GIVEN TASK:
Reproduce every one of the following records line for line, changing nothing.

START DATA SHOWN

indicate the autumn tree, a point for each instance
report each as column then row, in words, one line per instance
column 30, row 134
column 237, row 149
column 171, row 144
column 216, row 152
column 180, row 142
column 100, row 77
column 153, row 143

END DATA SHOWN

SOLUTION BELOW:
indicate the autumn tree, a point for each instance
report each as column then row, in words, one line per instance
column 30, row 134
column 237, row 149
column 171, row 144
column 216, row 152
column 180, row 142
column 100, row 77
column 153, row 143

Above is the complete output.